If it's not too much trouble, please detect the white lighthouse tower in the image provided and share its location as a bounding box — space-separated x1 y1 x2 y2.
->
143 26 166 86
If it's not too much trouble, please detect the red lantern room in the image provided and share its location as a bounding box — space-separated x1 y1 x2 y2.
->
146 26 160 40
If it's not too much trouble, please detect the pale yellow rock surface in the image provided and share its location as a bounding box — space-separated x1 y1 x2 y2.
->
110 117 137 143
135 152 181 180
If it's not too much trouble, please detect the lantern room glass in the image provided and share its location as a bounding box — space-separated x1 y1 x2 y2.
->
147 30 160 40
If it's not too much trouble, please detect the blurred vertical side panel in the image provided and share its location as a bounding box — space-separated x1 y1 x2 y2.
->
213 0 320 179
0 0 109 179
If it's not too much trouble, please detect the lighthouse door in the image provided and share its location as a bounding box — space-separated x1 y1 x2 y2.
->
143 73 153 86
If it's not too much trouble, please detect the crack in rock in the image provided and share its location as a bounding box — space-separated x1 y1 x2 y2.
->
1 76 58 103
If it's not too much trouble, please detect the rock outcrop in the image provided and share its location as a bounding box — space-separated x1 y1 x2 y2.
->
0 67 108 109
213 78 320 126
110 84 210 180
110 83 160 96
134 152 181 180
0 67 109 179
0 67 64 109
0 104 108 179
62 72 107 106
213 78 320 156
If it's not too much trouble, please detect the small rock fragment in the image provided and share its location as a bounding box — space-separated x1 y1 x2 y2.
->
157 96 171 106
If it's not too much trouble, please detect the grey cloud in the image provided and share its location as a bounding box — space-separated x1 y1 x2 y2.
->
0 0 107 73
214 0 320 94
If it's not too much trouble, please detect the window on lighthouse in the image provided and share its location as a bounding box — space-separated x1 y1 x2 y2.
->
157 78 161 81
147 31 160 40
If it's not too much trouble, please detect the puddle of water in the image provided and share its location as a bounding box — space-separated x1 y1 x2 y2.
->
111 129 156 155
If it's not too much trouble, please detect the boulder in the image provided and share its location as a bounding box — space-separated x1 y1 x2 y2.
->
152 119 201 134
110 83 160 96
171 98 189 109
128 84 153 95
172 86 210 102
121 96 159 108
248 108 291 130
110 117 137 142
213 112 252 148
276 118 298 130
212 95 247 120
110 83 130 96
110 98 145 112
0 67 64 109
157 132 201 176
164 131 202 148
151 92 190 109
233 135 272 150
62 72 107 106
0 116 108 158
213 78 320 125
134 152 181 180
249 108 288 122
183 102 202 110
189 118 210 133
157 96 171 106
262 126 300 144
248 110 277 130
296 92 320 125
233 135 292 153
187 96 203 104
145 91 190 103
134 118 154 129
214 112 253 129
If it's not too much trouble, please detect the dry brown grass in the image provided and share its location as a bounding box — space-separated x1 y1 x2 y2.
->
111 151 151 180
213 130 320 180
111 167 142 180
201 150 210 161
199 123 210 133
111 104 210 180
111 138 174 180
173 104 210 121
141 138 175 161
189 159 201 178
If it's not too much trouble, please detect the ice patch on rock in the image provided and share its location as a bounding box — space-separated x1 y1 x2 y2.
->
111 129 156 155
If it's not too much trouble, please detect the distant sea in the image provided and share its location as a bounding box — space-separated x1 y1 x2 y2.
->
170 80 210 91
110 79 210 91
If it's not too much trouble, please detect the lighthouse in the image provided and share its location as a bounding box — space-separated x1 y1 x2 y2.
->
○ ○ ○
Aim of the exercise » What lines of the material above hold the string "room"? Please copy them.

Result of the task »
If it's not too much trouble, please detect the red lantern room in the image provided and share its location as a bounding box — space-separated x1 y1 x2 y2.
If it's not too much trouble, please detect the lantern room glass in the image provided and share its location as a bounding box — space-separated x1 y1 x2 y2.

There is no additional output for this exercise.